§ **INSTRUCTION A**: Edit the article about the Guardian and the Observer. Reproduce the passage between "The paper was about" and "hundreds of jobs.", inclusive, with "deadliest" replaced by "fiercest".

§ **SELECTED TEXT**:
+ + + + +

X Close

The forgotten history of the Guardian and the Observer

'The most baffling aspect of the pending deal is its haste.' Credit: Getty

November 25, 2024 - 7:00pm

In the spring of 1993, I played a small role in the purchase by The Guardian of The Observer, the world’s oldest Sunday newspaper. My colleagues at The Observer and I believed we were saving it from extinction. It turns out we were setting it up to be betrayed three decades later, along with the shredding of promises made at the time by The Guardian’s owner, the Scott Trust.

The paper was about to be sold to the then-thriving Independent and The Observer’s deadliest rival, the Independent on Sunday. We at the Obs, as we affectionately called it, knew what that meant: the merger of the two Sunday titles, and the loss of hundreds of jobs.

I contacted the Guardian editor, Peter Preston, and we fixed a meeting in a backstreet pub together with Dave Randall, The Observer’s head of news, and Richard Brooks, our media editor. The Guardian had already made a bid which was rebuffed, but Preston believed that if our approach could be presented to The Observer’s then-owner, Tiny Rowland, as evidence that the staff were desperate to preserve the Obs’s traditions and identity, things might be different.

So it proved. Following hurried secret talks, on 16 May 1993 The Guardian announced it had clinched the deal, sealing it with a promise from Hugo Young, the high-minded columnist who chaired the Scott Trust: “The Trust safeguards will be fully extended to The Observer, which will be edited independently of The Guardian and retain its separate character.”

Those safeguards had been restated only a year earlier, when the Trust said its purpose was “to secure the financial and editorial independence of The Guardian in perpetuity”. As a Guardian advertising campaign stressed just last year, the paper was not, and never would be, for sale.

In the following decades, Young and his Trust successors took a close, benign interest in their purchase. The last Observer editor, Paul Webster, who retired earlier this month, used to give them an annual, verbal report. And then, like everyone else at the paper, he was blindsided by the proposed sale of the Sunday paper to Tortoise Media, the online start-up fronted by former Times editor James Harding.

It has already been pointed out that in financial terms, this makes little sense. If the economics of a standalone Sunday paper were daunting in 1993, when the Observer was selling well over 500,000 copies a week, they are much more so now, when print sales are less than a sixth of that figure — although, at the same time, its market share has increased. Tortoise has lost some £16 million since it was founded in 2019, and it is unclear where it will get the £25 million it claims it will invest in the Obs.

+ + + + +

§ **WORKING DATA**:
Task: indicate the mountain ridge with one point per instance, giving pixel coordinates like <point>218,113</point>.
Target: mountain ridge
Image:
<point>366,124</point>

+ + + + +

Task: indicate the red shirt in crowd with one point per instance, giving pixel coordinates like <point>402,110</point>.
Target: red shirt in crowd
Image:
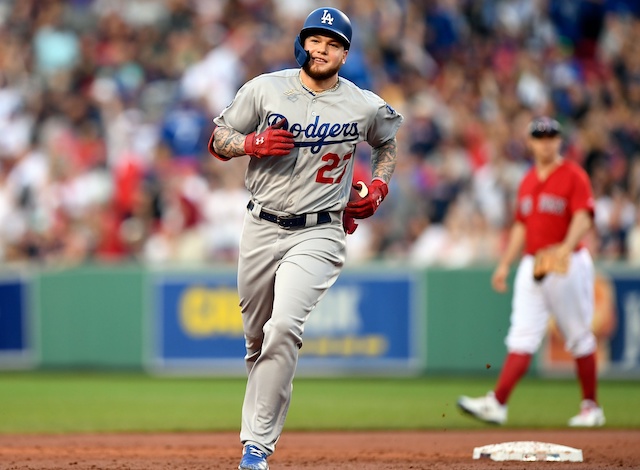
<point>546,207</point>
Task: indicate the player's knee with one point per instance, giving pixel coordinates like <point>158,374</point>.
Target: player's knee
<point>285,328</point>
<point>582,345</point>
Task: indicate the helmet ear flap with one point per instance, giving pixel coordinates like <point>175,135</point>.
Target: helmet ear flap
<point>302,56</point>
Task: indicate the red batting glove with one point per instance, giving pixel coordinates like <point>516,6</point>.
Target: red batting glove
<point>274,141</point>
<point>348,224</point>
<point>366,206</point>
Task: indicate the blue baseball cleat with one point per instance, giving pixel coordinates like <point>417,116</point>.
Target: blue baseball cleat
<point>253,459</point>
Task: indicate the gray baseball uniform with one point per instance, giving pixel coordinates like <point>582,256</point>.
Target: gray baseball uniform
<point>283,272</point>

+ + + + +

§ **INSTRUCTION B**: Return each line of the records that contains the string "baseball".

§ **FINAL ANSWER A**:
The paper was about to be sold to the then-thriving Independent and The Observer’s fiercest rival, the Independent on Sunday. We at the Obs, as we affectionately called it, knew what that meant: the merger of the two Sunday titles, and the loss of hundreds of jobs.

§ **FINAL ANSWER B**:
Task: indicate the blue baseball cleat with one point per instance, giving pixel coordinates like <point>417,116</point>.
Target: blue baseball cleat
Task: indicate the gray baseball uniform with one point per instance, giving pixel coordinates like <point>582,256</point>.
Target: gray baseball uniform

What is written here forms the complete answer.